Extracts from a box-labeled dataset

┄┄┄┄┄┄┄┄┄┄

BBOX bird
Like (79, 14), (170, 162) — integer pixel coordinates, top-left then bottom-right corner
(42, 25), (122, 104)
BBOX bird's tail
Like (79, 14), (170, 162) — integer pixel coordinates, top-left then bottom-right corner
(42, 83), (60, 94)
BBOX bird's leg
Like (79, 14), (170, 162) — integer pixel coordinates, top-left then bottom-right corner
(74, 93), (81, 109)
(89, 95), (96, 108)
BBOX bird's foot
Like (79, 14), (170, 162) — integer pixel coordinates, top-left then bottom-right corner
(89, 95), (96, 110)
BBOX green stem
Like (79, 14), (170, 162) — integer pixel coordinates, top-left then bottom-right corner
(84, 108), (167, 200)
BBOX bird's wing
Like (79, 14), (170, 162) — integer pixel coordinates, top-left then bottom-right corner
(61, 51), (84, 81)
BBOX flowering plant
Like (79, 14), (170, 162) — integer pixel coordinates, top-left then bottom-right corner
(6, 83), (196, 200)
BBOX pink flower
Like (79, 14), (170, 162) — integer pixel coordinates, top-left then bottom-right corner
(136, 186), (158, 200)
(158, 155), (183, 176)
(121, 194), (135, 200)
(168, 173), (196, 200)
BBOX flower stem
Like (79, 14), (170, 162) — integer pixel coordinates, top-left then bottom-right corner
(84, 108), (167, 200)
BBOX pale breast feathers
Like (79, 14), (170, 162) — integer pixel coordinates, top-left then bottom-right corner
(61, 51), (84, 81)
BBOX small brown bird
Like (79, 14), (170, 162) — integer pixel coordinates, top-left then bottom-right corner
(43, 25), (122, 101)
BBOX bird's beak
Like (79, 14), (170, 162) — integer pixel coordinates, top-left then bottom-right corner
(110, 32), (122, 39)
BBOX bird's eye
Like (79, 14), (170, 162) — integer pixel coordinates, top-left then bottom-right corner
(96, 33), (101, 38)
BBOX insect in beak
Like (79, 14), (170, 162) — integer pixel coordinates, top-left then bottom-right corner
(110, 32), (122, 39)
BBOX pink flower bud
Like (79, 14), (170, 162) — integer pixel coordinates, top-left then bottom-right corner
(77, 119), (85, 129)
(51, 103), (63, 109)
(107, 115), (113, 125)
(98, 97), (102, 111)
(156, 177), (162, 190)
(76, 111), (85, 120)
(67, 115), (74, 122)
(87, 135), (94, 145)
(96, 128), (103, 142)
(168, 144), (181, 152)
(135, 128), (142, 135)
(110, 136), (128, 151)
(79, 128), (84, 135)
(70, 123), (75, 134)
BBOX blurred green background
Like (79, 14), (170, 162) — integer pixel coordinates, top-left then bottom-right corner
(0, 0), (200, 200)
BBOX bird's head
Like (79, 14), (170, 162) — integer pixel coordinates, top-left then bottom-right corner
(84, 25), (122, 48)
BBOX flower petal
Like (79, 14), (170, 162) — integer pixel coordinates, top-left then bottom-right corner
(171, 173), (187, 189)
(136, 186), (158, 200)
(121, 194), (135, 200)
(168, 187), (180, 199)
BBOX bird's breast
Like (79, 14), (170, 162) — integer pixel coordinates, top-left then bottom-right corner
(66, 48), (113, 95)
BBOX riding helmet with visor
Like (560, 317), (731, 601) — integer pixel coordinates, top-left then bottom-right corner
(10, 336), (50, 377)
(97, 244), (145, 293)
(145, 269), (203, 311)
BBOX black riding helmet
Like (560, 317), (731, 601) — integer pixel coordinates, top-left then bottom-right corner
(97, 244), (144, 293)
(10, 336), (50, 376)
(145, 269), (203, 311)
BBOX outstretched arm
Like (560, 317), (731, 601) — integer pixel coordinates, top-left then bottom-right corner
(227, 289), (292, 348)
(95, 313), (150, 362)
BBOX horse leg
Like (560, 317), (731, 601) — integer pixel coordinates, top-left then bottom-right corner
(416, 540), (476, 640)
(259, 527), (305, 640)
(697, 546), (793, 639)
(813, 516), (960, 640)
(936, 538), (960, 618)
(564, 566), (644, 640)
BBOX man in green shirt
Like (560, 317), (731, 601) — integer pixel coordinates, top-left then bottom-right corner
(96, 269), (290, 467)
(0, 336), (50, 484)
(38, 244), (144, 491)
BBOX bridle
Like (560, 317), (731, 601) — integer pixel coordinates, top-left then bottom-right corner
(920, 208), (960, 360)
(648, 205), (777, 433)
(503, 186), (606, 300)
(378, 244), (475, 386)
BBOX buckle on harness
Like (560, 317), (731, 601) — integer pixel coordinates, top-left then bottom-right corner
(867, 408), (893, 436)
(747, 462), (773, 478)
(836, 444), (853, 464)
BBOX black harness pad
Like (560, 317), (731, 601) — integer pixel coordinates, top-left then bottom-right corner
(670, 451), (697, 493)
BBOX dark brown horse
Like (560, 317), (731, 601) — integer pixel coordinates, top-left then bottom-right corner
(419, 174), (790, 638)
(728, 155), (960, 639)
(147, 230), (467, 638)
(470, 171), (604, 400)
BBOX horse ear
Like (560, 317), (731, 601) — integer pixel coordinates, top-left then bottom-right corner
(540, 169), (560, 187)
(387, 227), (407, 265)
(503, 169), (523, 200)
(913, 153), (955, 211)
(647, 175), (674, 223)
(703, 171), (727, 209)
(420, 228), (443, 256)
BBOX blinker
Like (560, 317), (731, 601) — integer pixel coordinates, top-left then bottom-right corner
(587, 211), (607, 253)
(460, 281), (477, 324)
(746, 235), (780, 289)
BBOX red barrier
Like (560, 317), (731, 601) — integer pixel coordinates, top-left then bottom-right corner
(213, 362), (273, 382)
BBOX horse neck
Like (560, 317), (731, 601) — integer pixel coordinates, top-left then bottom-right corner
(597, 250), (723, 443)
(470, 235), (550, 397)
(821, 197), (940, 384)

┄┄┄┄┄┄┄┄┄┄

Duplicate everything from the very start of the data down to the line containing "(89, 95), (96, 110)", with both ends included.

BBOX bird
Like (79, 14), (170, 162) — integer pixel coordinates, top-left then bottom-right corner
(42, 25), (122, 104)
BBOX bird's tail
Like (79, 14), (170, 162) — integer pixel coordinates, top-left then bottom-right corner
(42, 83), (60, 94)
BBOX bird's leg
Like (79, 14), (170, 162) — integer pixel coordinates, top-left then bottom-right corner
(74, 93), (81, 109)
(89, 95), (96, 108)
BBOX bird's foot
Like (79, 14), (170, 162) — integer pixel coordinates, top-left then bottom-right corner
(89, 95), (96, 110)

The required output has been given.